▶ _EXERCISE GOAL_:
Of the lines in the data below, write out exactly those from the one holding "Phrase -- green fabric canopy" through the one holding "Phrase -- black pants", both included.

DATA EXTRACTS Start Marker

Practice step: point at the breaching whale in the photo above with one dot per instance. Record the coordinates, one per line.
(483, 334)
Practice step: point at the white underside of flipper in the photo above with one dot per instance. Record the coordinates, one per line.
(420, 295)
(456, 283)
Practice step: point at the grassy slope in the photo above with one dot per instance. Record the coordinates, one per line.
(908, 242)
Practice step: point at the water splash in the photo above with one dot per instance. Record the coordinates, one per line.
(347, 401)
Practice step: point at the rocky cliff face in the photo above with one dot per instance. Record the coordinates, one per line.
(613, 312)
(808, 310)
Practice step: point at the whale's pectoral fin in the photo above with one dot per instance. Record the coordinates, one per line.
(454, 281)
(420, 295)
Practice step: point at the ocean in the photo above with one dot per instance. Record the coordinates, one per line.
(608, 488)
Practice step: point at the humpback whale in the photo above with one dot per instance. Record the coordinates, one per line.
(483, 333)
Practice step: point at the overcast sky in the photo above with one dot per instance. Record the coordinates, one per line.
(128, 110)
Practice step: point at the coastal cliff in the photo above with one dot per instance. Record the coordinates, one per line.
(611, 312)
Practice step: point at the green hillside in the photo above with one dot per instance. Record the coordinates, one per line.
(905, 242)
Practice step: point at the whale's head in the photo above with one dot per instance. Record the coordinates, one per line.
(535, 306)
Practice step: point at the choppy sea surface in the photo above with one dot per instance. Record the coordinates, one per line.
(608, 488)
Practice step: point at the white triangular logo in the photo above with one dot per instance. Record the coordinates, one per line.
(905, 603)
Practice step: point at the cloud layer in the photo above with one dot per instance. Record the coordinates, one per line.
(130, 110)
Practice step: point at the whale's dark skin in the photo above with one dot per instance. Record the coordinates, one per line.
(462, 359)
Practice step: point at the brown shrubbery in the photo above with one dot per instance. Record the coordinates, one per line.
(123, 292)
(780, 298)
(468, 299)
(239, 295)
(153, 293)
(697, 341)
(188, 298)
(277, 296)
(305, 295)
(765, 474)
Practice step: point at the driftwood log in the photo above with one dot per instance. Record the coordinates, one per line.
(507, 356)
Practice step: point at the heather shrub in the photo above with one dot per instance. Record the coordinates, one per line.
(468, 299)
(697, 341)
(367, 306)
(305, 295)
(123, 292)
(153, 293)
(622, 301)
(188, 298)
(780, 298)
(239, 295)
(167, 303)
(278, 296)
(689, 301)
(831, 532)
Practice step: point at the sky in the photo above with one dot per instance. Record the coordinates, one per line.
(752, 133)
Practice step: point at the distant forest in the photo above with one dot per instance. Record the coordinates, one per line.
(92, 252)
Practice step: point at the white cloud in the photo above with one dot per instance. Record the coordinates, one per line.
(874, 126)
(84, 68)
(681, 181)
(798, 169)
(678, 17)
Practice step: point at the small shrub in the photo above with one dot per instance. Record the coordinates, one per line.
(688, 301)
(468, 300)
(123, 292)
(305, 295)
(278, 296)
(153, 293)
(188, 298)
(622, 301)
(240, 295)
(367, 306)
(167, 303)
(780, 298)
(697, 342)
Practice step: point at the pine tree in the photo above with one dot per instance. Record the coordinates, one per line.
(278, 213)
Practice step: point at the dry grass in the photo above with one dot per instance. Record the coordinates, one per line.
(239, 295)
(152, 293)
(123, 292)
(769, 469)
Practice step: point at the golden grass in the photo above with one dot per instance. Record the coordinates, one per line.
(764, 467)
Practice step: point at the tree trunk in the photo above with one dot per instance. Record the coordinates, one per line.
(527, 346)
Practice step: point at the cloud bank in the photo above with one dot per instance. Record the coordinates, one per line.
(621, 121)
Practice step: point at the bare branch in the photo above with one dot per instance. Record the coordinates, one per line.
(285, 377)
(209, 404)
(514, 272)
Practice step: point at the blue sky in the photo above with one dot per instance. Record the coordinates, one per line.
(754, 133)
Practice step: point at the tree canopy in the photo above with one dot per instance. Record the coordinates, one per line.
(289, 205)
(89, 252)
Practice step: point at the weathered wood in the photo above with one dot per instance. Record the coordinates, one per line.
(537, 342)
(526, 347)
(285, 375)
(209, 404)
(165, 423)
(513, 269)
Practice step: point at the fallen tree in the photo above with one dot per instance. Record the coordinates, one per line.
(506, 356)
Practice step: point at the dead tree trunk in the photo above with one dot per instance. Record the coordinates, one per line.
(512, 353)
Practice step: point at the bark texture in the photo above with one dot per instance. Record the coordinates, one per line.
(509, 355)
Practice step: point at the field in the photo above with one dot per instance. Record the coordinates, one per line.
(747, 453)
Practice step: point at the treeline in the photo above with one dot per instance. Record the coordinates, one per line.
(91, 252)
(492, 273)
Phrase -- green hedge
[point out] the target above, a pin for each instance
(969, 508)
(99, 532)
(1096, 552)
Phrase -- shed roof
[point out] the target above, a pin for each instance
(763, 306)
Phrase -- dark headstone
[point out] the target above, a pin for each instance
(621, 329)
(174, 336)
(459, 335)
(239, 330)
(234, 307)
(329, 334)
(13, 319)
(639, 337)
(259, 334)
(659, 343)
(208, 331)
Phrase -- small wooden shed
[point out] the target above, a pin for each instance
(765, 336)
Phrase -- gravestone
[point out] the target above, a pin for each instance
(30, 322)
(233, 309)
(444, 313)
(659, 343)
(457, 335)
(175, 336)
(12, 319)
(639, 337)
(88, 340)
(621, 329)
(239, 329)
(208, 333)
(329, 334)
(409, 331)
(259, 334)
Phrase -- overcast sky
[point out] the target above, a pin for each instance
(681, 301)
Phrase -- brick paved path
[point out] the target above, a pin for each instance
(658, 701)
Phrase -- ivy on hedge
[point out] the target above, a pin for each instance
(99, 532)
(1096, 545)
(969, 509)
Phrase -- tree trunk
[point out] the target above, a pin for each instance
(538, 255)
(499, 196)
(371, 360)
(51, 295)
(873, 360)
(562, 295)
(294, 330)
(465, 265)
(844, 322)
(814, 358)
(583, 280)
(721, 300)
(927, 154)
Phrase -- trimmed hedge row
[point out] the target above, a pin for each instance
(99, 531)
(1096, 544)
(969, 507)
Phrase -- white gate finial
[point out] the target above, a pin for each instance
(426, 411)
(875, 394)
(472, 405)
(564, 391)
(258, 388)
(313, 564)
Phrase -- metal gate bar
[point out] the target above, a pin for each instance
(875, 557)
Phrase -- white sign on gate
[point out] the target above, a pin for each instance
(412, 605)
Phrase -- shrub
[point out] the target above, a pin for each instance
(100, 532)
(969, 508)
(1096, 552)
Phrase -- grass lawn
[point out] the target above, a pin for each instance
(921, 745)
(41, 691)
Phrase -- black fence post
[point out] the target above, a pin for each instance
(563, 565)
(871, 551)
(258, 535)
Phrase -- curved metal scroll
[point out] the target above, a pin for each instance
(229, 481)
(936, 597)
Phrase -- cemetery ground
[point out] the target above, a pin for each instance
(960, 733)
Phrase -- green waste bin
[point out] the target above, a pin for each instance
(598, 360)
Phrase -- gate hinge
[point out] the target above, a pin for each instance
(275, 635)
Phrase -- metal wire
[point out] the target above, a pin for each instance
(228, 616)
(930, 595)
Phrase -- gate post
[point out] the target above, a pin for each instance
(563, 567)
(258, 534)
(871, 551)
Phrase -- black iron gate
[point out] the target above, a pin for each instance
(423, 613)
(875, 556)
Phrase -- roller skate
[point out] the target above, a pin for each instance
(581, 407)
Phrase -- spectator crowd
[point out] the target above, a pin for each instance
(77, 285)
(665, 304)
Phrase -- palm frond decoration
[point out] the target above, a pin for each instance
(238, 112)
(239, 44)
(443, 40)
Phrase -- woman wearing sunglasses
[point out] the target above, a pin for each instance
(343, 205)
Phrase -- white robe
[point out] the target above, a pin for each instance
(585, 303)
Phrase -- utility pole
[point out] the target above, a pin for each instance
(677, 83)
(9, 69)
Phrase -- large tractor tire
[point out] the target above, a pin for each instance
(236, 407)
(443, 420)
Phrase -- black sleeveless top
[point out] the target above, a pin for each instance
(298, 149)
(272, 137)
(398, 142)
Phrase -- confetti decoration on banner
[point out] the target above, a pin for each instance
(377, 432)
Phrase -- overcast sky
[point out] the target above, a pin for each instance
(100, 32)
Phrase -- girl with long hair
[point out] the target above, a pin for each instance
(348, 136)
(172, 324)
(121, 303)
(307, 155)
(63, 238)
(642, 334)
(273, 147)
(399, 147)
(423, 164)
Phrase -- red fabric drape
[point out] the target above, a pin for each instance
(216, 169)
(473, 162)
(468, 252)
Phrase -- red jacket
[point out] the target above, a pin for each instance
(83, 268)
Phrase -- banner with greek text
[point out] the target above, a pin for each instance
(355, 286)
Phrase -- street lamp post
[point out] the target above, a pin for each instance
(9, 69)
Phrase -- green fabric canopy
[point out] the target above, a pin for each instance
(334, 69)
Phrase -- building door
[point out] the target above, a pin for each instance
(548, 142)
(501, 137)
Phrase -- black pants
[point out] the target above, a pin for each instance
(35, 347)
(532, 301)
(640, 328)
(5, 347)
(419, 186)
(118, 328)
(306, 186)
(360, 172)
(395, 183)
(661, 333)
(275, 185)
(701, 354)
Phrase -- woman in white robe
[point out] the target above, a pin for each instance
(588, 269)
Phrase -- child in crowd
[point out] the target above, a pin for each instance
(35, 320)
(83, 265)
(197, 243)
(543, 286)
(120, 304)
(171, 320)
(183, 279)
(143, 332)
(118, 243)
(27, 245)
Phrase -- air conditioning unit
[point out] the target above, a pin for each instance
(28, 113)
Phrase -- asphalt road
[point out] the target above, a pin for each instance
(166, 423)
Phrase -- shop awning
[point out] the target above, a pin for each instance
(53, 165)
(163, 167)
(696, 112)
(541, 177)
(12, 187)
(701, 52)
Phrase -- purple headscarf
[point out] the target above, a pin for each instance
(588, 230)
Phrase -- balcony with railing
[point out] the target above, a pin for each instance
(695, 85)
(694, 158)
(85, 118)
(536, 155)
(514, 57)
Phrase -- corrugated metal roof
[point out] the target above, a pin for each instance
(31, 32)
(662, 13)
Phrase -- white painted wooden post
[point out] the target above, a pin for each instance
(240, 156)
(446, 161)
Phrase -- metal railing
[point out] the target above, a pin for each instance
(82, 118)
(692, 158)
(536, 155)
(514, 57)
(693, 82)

DATA EXTRACTS End Marker

▶ _WRITTEN SOLUTION_:
Phrase -- green fabric canopy
[point out] the target above, a pin for each instance
(334, 69)
Phrase -- building door
[point out] the target above, a pin for each instance
(548, 142)
(501, 137)
Phrase -- black pants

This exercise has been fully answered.